Problems:
- 1) In the weld undercut article, what undercut depth results from the optimum process parameters?
- 2) Transcribe the weld undercut article from "Reduction of Undercuts" through "Research Publishing Inc.", inclusive.
- 3) Write the next part of the weld undercut article, picking up after its final sentence.

Document passage:
** BEGIN **

Journal of Minerals and Materials Characterization and Engineering
Vol.03 No.03(2015), Article ID:56251,8 pages
10.4236/jmmce.2015.33020

Reduction of Undercuts in Fillet Welded Joints Using Taguchi Optimization Method

Joseph Achebo1*, Sule Salisu2

1Department of Production Engineering, University of Benin, Benin, Nigeria

2Department of Mechanical Engineering, Petroleum Training Institute, Effurun, Nigeria

Email: *josephachebo@yahoo.co.uk

Copyright © 2015 by authors and Scientific Research Publishing Inc.

This work is licensed under the Creative Commons Attribution International License (CC BY).

http://creativecommons.org/licenses/by/4.0/

Received 23 April 2015; accepted 9 May 2015; published 12 May 2015

ABSTRACT

This project work focuses on the reduction of weld undercuts using the Taguchi method. The phenomenon of weld undercuts constitutes a major problem for the welding industry. When undercuts occur, and particularly when such cuts are deep, it has a negative impact on the weld as it lowers the integrity and quality of the weldment. Therefore, efforts are made globally to reduce the depth of such weld undercuts to the barest minimum. Several optimization methods have been adopted; however, in this study, the Taguchi method is applied. “The smaller the better components” of the Taguchi method is applied. From the results obtained from applying this Taguchi method, the optimum process parameters obtained are A2-B1-C2, which are a voltage of 20 V, a current of 180 A, and a welding speed of 130 mm/s, required to form an undercut of 0.03 mm. Whereas the existing process parameters used by the company are A1-B3-C, which make an undercut to a depth of 0.09 mm. It is concluded that the use of Taguchi method has been able to reduce the depth of undercut as shown in this study. A step-by-step approach is presented in the study.

** END **

Excerpted records:
** BEGIN **

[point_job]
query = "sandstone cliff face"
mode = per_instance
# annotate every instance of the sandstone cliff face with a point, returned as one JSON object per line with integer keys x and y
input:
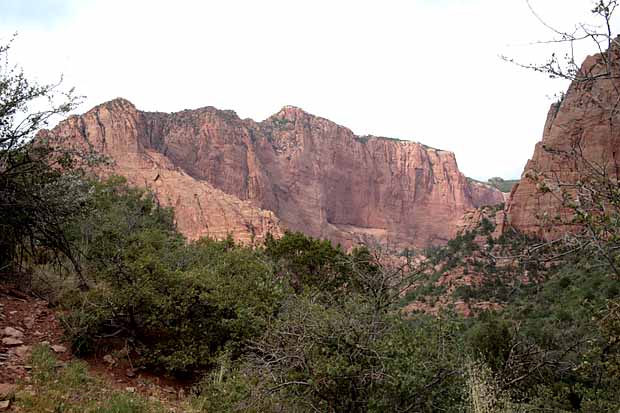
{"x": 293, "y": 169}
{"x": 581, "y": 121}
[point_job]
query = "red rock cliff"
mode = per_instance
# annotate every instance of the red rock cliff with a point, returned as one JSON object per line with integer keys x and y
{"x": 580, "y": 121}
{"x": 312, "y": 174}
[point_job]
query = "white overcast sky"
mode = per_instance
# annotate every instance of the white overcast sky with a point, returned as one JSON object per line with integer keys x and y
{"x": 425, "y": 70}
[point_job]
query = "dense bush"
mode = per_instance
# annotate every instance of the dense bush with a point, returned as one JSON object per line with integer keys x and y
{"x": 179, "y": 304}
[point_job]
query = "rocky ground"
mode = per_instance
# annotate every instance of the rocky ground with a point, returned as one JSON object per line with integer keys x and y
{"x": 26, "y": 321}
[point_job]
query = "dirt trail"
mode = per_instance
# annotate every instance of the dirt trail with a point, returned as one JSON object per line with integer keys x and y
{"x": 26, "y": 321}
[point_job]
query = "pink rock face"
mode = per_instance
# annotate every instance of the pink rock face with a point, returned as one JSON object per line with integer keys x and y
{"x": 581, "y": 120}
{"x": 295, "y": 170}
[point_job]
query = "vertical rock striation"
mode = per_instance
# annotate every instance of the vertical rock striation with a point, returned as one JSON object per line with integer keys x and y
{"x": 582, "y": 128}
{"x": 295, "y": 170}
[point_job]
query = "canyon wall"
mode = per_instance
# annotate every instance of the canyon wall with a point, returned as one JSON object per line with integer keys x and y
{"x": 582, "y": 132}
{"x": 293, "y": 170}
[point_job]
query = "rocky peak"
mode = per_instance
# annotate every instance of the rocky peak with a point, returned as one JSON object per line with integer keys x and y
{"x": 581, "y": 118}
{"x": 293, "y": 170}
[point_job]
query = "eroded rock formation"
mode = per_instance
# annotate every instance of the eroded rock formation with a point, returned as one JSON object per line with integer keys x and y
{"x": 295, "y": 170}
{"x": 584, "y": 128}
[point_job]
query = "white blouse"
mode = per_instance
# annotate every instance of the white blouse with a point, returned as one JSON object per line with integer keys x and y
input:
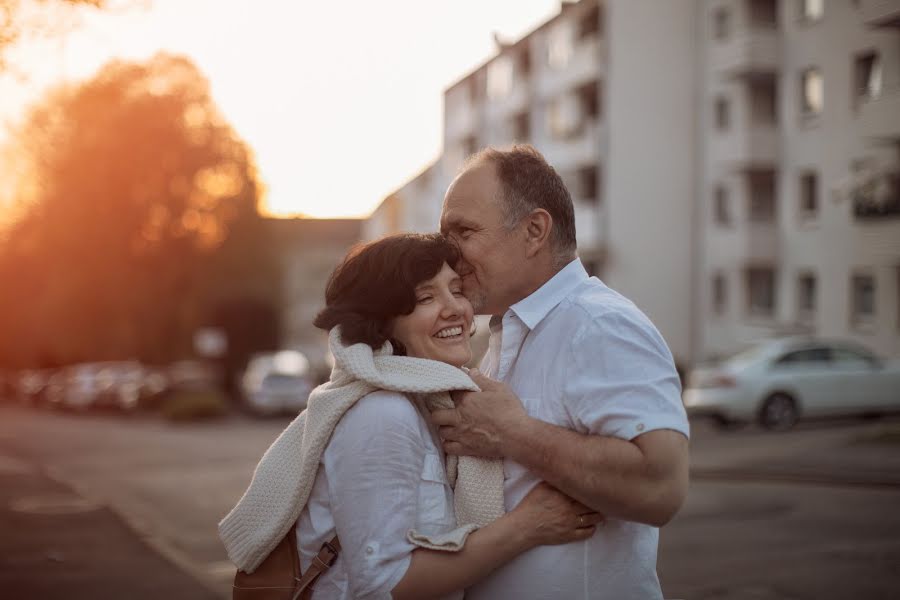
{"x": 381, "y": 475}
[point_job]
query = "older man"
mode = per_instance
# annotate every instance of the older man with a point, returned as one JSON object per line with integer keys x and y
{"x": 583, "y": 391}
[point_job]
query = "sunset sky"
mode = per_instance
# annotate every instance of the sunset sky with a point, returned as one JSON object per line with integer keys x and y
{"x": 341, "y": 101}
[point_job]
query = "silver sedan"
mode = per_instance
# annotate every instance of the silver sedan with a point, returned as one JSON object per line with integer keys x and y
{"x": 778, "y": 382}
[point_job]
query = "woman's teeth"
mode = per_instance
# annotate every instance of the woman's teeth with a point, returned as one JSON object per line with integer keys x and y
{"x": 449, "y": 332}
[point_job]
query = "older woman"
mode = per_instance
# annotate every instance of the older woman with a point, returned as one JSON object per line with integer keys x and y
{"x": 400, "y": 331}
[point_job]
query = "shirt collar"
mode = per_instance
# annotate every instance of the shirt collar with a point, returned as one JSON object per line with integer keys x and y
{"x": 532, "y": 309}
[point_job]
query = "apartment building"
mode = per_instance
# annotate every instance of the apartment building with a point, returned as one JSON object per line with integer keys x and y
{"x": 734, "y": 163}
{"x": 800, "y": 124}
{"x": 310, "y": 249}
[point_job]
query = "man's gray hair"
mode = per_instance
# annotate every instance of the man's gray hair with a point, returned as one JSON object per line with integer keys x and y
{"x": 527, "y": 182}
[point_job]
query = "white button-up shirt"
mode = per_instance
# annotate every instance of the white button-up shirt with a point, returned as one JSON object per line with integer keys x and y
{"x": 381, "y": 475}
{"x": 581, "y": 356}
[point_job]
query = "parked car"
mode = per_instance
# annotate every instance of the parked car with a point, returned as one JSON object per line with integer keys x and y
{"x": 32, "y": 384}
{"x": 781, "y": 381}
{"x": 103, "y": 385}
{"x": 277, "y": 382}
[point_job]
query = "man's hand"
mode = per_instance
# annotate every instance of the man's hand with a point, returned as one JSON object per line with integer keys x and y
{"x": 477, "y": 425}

** END **
** BEGIN **

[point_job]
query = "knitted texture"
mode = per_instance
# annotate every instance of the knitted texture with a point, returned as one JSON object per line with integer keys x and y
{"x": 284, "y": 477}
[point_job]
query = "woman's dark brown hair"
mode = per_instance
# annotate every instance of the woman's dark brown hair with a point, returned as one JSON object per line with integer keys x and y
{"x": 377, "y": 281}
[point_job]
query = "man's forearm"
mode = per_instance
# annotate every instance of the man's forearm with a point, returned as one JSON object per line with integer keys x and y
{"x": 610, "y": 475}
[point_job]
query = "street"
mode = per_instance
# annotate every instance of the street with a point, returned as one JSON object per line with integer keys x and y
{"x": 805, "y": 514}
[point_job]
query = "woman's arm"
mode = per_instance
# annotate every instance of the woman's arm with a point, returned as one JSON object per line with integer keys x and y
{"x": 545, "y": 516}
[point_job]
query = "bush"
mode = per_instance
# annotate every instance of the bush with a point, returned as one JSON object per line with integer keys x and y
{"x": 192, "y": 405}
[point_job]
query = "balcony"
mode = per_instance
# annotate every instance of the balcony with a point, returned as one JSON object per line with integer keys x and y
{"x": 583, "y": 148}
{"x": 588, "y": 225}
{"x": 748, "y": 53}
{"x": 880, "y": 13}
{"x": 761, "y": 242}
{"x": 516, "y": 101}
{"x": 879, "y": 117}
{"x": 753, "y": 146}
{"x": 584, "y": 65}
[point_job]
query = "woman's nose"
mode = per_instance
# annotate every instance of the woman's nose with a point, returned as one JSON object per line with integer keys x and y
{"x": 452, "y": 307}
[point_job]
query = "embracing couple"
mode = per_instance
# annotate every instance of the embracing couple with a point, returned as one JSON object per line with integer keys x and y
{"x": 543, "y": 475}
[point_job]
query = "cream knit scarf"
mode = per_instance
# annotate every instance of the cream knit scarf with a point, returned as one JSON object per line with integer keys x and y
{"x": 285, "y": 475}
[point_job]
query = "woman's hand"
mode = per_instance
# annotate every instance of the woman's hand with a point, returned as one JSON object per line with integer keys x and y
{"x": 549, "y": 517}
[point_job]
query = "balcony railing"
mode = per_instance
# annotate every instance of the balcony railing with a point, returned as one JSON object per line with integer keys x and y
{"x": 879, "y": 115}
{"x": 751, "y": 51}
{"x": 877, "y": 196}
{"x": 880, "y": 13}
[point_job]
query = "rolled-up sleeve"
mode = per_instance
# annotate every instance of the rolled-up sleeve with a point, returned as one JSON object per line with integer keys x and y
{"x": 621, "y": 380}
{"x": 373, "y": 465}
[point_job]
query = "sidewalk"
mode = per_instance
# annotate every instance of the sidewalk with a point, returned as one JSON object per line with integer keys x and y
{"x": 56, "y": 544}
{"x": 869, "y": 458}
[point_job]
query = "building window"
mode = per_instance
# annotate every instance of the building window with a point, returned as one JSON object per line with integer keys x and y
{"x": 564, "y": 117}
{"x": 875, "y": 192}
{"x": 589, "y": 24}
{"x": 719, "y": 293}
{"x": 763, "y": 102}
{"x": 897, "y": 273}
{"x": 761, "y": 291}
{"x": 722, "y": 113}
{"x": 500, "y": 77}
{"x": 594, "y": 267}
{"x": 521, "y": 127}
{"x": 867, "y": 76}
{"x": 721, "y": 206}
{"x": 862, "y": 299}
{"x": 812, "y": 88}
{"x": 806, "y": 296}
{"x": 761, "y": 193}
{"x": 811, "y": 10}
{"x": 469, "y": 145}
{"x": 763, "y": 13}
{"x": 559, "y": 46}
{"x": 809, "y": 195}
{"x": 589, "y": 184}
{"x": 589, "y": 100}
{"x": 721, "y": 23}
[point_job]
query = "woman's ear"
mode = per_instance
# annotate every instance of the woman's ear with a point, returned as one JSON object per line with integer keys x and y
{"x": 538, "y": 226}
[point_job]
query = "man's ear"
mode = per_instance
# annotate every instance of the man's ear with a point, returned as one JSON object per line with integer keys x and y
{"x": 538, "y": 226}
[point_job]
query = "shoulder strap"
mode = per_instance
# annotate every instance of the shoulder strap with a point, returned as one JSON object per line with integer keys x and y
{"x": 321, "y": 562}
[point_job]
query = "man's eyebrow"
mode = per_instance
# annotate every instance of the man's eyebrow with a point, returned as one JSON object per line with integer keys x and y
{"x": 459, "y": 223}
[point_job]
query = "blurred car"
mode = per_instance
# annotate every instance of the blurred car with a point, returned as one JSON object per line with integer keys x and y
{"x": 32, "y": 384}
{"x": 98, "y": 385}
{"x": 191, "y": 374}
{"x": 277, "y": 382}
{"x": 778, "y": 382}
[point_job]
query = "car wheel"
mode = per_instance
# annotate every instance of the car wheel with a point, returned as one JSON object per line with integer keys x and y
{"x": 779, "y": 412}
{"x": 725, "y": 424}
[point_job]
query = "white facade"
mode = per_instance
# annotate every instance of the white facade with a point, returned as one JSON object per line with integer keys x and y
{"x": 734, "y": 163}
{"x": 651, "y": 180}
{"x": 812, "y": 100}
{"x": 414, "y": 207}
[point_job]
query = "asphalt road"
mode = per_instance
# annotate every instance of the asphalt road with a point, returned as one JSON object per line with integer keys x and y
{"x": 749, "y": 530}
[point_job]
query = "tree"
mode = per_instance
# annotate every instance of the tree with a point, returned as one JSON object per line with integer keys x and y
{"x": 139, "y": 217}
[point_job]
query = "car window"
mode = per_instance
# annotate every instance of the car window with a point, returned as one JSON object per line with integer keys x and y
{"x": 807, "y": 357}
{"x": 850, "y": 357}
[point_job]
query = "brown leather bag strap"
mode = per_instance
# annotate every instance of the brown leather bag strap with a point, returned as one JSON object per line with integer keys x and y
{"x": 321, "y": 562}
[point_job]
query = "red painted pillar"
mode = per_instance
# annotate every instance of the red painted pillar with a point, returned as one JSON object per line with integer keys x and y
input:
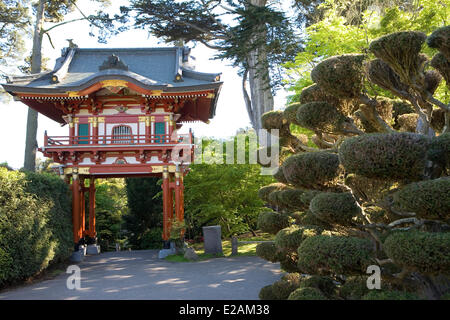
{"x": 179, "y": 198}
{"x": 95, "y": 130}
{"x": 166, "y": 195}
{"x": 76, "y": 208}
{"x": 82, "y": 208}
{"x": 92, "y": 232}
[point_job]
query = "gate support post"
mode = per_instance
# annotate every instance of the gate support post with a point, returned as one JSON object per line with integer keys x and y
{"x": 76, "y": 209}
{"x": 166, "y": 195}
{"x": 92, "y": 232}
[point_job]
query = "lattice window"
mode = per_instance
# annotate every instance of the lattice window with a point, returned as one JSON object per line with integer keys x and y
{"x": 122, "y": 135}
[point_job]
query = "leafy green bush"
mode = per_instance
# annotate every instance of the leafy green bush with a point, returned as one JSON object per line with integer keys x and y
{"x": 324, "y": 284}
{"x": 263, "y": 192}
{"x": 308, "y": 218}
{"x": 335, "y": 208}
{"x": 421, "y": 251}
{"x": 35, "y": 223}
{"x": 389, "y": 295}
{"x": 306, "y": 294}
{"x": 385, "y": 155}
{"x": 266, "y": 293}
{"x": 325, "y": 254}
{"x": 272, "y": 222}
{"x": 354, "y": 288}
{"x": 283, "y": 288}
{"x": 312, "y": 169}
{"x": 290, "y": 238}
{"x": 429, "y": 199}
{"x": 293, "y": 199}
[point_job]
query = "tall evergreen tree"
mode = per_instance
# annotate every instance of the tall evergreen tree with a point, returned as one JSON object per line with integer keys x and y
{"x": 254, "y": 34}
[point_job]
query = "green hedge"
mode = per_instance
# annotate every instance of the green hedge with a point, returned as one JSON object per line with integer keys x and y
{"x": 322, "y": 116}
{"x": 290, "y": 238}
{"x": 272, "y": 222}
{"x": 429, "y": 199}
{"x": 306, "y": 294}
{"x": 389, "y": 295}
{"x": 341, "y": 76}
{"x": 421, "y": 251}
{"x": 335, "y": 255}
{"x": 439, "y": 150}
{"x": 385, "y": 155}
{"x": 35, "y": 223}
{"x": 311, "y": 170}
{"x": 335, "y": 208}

** END **

Results of the exercise:
- 1) 0.03 mm

- 2)
Reduction of Undercuts in Fillet Welded Joints Using Taguchi Optimization Method

Joseph Achebo1*, Sule Salisu2

1Department of Production Engineering, University of Benin, Benin, Nigeria

2Department of Mechanical Engineering, Petroleum Training Institute, Effurun, Nigeria

Email: *josephachebo@yahoo.co.uk

Copyright © 2015 by authors and Scientific Research Publishing Inc.

- 3)
Keywords:

Bead Geometry, Fillet Weld, Process Parameters, Taguchi Method, Weld Undercut

1. Introduction

Weld bead geometry is severely negatively affected by the occurrence of the undercut phenomenon. Undercuts can be described as the presence of grooves along the edges of the weldment, usually observed in the welding of unskilled welders. These welders are often satisfied with their metal material joints simply being held together by the solidified molten weld metal upon cooling, without considering whether or not there was an adequate molten weld metal penetration in the parent metal’s joints gaps. Petershagen [1] described an undercut as an irregular groove along the toe of a weld. Undercuts can also be seen as unfilled grooves in the base metal at the edge of the weld. These undercuts could similarly be caused by inappropriate electrode angle, excessive current and unacceptable travel speed. Petershagen [1] also said that undercuts are inherent in the welding process and may occur in either the base or filler metal. He classified undercuts into three categories. Undercuts of category one are referred to as wide and curved. Undercuts of category two are narrow and undercuts of category three are considered micro-flaws, with depth less than 0.25 mm. Undercuts of category three are believed to be unavoidable during welding and impossible to detect by visual inspection. Xu et al. [2] also said that bead undercut defects not only affect the appearance of weld beads, but also cause a severe stress concentration at the weld edges, which has a great effect on the reliability of the weld joints. Whatever the category, insufficient penetration of molten weld metal which is a major cause of undercuts, lowers the strength of the weldments, and this has led to structural failures of engineering projects. Major structural failures could lead to significant safety hazards.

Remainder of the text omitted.